▸ Erforderliche Schritte:
A) Wiederhole wortgetreu den Abschnitt aus dem Text über die Serie „Homeland“, der mit den Worten „Bereits in der“ beginnt und mit „nicht schön enden.“ endet.
B) Gib aus den Datensätzen die Zeilen unverändert wieder, die mit der Zeile beginnen, die „shelf bracket in“ enthält, und mit der Zeile enden, die „column 479, row 88“ enthält. Beide Grenzzeilen gehören dazu.

▸ Vorliegender Text:
════════════════

Aber ganz am Ende der
Opening Credits wird noch eine zweite Geschichte angekündigt. „You save me ... Why?“, hört man. Es ist die Stimme von Peter Quinn. Rupert Friend, jener fantastische Darsteller, der seit Beginn der Serie den von Dar Adal geführten Black Ops-Killer Peter Quinn gespielt hat, ist von den Toten auferstanden. Und er ist wieder auf Carries Seite, wie immer extrem professionell und gewaltbereit. Es ist jener Peter Quinn, der am Ende der 5. Staffel um sein Leben kämpft, nachdem islamistische Terroristen in Berlin an ihm die Wirkung von Sarin-Gas ausprobiert haben. Nun ist er zurück, ein körperliches Wrack, das kaum noch sprechen kann, sich aber mit allen Kräften auf Carries Seite stellt und auch der Erste ist, der ahnt, welches Ausmaß die Verschwörung hat, in die Carrie da hineingetappt ist.
„Du hast mich gerettet“, hört man ihn in den
Opening Credits. Und als Carrie antwortet: „Ja!“, fragt er nach dem Warum. 

„Homeland“ ist immer schon ein psychologisches Drama gewesen, in dem die mächtigen Kräfte an den kaputten und beschädigten Figuren, die die Serie bevölkern, auch in den kleinsten Winkeln ihrer privaten Existenz zerren.
Bereits in der letzten Staffel hatte Peter Quinn festgestellt, dass Carrie nie frei sein würde. Und er sollte Recht behalten. Auch Peter Quinn wird dies zu spüren bekommen, als er erfährt, dass Carrie in Berlin mehr oder weniger dafür verantwortlich war, dass er zwar überlebte, aber für den Rest seines Lebens irreversibel geschädigt bleiben wird. „Homeland“ wird dieser Figur eines treuen Freundes und heimlichen Liebenden einige große Momente schenken. Aber auch dieses Spiel von Schuld und Verantwortung, Loyalität und Vertrauensverlust wird nicht schön enden.

Der militärisch-industrielle Komplex führt einen erbarmungslosen Krieg

Am Ende landet „Homeland“ im totalen politischen Fiasko. Niemand kommt ungeschoren davon. Carries alter Mentor Saul Berenson (Mandy Patinkin) scheitert beim Versuch, die neue Präsidentin von den Intrigen ihrer Geheimdienste in der Iran-Nordkorea-Affäre zu überzeugen. Elizabeth Keane wird dies erst klar werden, als sie begreift, dass es im Kern darum geht, sie bereits vor der Amtseinführung aus dem Verkehr zu ziehen. Aber den loyalen Berenson wird dies nicht retten, als die große Säuberung beginnt.

„Homeland“ begibt sich dabei, auch das ist nicht neu, in spekulative Gefilde. „Don’t go to war with your own national security establishment! It’s a war you won’t win“, teilt Dar Adal seiner neuen Chefin am Anfang zynisch mit. Doch Dar Adal, und hier wird „Homeland“ zur bissigen Politsatire, hat sich völlig verrechnet. Der Meister der Intrige hat sich Kräfte ins Boot geholt, die ihrer eigenen Agenda folgen. Es sind die heimlichen Machthaber, die Vertreter des MIC (Military Industrial Complex), die zusammen mit dem TV-Host Brett O’Keefe (grandios fies: Jake Weber) an einem ganz anderen Home of the Brave basteln.

════════════════

▸ Angezeigte Daten:
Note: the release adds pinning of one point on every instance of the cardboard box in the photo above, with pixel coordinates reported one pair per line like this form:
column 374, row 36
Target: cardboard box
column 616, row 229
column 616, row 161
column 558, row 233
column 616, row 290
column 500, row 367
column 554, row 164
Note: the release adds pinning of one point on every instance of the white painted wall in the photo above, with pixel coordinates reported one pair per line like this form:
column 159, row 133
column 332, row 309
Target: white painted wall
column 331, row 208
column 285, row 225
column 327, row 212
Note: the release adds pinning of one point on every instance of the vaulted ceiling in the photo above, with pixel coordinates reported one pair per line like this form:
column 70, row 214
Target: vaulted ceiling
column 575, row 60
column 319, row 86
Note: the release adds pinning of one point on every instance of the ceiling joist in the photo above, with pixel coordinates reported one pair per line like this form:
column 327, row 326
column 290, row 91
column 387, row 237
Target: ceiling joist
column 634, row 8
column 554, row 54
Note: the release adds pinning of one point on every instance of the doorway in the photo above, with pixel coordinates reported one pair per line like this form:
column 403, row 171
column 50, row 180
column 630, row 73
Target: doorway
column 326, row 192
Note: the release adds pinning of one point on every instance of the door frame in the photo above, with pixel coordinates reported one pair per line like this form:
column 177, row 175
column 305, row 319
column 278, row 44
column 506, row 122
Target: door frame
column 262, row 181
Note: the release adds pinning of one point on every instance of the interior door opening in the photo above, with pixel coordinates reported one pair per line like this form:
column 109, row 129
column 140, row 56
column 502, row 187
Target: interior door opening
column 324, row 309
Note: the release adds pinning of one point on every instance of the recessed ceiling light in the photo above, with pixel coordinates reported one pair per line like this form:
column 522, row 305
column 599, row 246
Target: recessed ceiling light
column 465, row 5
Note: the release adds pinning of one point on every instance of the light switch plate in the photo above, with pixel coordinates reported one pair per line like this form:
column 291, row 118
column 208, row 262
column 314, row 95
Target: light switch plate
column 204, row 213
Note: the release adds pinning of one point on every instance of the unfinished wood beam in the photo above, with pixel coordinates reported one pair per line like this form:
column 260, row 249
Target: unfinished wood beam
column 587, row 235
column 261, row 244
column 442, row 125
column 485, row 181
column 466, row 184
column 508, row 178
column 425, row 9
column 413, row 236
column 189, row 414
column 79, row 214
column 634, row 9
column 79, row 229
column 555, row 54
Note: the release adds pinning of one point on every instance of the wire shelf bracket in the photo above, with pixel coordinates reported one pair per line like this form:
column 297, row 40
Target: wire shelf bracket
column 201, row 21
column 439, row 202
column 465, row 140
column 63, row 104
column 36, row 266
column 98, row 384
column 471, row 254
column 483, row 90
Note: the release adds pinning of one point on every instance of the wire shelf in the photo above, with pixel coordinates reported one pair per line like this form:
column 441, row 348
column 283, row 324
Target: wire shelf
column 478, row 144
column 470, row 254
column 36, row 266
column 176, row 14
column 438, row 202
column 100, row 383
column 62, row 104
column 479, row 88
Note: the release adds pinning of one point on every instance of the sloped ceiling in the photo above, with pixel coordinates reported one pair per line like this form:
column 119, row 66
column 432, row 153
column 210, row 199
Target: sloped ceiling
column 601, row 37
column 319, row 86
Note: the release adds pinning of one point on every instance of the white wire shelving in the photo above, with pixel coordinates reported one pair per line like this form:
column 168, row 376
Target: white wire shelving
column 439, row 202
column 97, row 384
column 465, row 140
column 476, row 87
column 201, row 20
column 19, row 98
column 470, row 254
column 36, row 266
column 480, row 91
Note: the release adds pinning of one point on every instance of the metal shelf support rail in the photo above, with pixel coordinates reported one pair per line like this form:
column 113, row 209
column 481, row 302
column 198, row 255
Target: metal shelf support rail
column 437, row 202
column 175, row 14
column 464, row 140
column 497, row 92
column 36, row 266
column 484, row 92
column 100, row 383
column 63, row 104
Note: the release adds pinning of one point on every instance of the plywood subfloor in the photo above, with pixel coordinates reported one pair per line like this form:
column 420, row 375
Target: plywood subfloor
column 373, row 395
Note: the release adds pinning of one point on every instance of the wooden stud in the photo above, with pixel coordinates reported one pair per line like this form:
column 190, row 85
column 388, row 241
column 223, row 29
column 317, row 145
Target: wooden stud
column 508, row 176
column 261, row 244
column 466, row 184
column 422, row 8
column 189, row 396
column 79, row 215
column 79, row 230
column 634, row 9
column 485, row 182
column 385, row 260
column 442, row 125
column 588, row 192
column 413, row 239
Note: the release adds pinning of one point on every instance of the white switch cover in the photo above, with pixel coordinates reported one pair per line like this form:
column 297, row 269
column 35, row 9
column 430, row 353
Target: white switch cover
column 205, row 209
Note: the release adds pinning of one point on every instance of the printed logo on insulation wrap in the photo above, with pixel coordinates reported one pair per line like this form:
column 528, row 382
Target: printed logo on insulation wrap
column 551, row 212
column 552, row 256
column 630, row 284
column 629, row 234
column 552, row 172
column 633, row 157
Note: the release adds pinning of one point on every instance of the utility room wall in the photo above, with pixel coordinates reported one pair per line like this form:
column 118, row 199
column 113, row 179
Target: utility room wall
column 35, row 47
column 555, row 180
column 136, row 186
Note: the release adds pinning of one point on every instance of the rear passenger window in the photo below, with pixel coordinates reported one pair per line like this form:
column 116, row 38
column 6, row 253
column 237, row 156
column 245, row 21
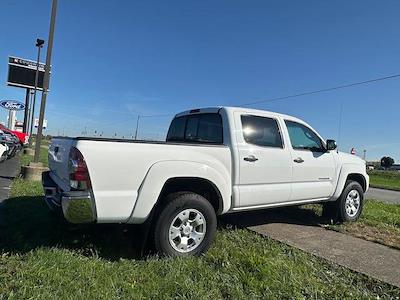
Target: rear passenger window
column 210, row 128
column 200, row 128
column 177, row 129
column 261, row 131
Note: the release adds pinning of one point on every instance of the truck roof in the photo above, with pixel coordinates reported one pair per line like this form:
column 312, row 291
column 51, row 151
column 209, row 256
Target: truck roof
column 216, row 109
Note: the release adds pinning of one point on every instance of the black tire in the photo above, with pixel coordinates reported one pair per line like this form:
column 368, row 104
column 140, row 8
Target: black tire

════════════════

▸ Antworten je Aufgabe:
A)
Bereits in der letzten Staffel hatte Peter Quinn festgestellt, dass Carrie nie frei sein würde. Und er sollte Recht behalten. Auch Peter Quinn wird dies zu spüren bekommen, als er erfährt, dass Carrie in Berlin mehr oder weniger dafür verantwortlich war, dass er zwar überlebte, aber für den Rest seines Lebens irreversibel geschädigt bleiben wird. „Homeland“ wird dieser Figur eines treuen Freundes und heimlichen Liebenden einige große Momente schenken. Aber auch dieses Spiel von Schuld und Verantwortung, Loyalität und Vertrauensverlust wird nicht schön enden.

B)
Note: the release adds pinning of one point on every instance of the wire shelf bracket in the photo above, with pixel coordinates reported one pair per line like this form:
column 297, row 40
Target: wire shelf bracket
column 201, row 21
column 439, row 202
column 465, row 140
column 63, row 104
column 36, row 266
column 98, row 384
column 471, row 254
column 483, row 90
Note: the release adds pinning of one point on every instance of the wire shelf in the photo above, with pixel coordinates reported one pair per line like this form:
column 441, row 348
column 283, row 324
Target: wire shelf
column 478, row 144
column 470, row 254
column 36, row 266
column 176, row 14
column 438, row 202
column 100, row 383
column 62, row 104
column 479, row 88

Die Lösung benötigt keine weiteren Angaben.